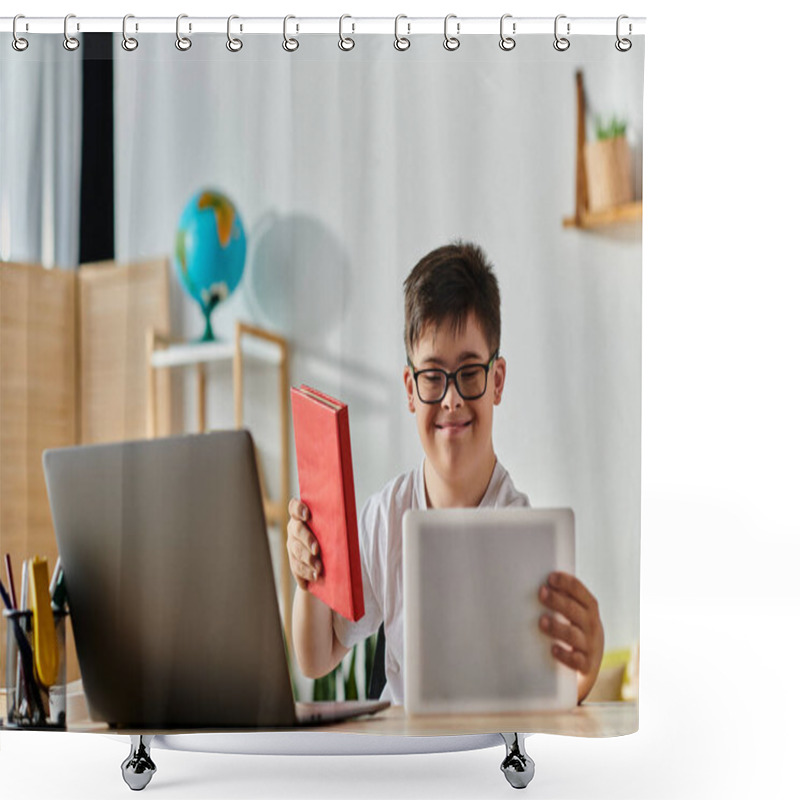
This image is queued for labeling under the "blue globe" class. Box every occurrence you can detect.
[172,194,247,342]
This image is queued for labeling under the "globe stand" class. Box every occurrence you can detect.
[198,294,221,342]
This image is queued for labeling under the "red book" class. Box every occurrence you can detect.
[292,386,364,621]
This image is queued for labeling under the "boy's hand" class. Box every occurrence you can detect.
[286,497,322,591]
[539,572,605,703]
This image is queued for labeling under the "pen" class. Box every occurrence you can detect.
[6,553,17,609]
[0,581,45,722]
[49,556,64,597]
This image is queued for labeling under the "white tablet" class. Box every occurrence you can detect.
[403,508,577,714]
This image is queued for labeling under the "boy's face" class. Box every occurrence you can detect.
[403,314,506,488]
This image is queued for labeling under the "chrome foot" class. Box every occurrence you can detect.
[122,736,156,792]
[500,733,536,789]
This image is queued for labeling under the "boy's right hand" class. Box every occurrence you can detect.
[286,497,322,591]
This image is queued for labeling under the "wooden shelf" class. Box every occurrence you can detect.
[563,200,642,229]
[562,70,642,230]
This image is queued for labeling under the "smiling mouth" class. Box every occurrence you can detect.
[436,419,472,431]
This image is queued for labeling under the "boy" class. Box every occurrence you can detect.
[287,243,603,703]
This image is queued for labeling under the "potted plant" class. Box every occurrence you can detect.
[584,117,633,212]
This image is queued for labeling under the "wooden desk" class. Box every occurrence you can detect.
[61,693,639,737]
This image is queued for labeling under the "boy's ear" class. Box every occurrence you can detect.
[403,364,416,414]
[492,356,506,406]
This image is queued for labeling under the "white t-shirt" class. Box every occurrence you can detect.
[333,461,530,703]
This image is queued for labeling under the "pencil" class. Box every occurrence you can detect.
[6,553,17,609]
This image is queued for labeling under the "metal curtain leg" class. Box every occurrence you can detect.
[500,733,536,789]
[122,734,156,792]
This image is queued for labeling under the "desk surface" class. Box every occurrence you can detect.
[57,693,639,737]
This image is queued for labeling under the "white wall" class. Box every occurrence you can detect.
[115,35,644,646]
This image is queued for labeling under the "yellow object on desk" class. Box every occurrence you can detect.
[28,556,58,687]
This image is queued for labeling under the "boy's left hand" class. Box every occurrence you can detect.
[539,572,605,703]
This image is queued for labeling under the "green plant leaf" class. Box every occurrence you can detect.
[344,646,358,700]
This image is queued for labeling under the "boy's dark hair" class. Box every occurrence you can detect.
[403,242,500,358]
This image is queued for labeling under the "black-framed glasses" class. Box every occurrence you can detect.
[408,350,499,405]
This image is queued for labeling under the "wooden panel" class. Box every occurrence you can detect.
[0,264,77,682]
[78,260,170,444]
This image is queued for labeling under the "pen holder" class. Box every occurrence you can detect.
[3,610,68,730]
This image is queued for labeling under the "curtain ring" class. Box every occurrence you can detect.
[63,14,81,53]
[281,14,300,53]
[122,14,139,53]
[614,14,633,53]
[442,14,461,52]
[500,14,517,52]
[394,14,411,51]
[175,14,192,52]
[225,14,244,53]
[11,14,28,53]
[339,14,356,51]
[553,14,570,53]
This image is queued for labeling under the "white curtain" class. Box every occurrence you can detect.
[115,35,644,648]
[0,34,83,268]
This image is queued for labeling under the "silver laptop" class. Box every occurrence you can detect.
[403,508,577,714]
[43,431,388,728]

----

OBJECTIVE: How many lines of the material above contain the string "globe"? Reply with the number alone.

FINAL RESULT: 2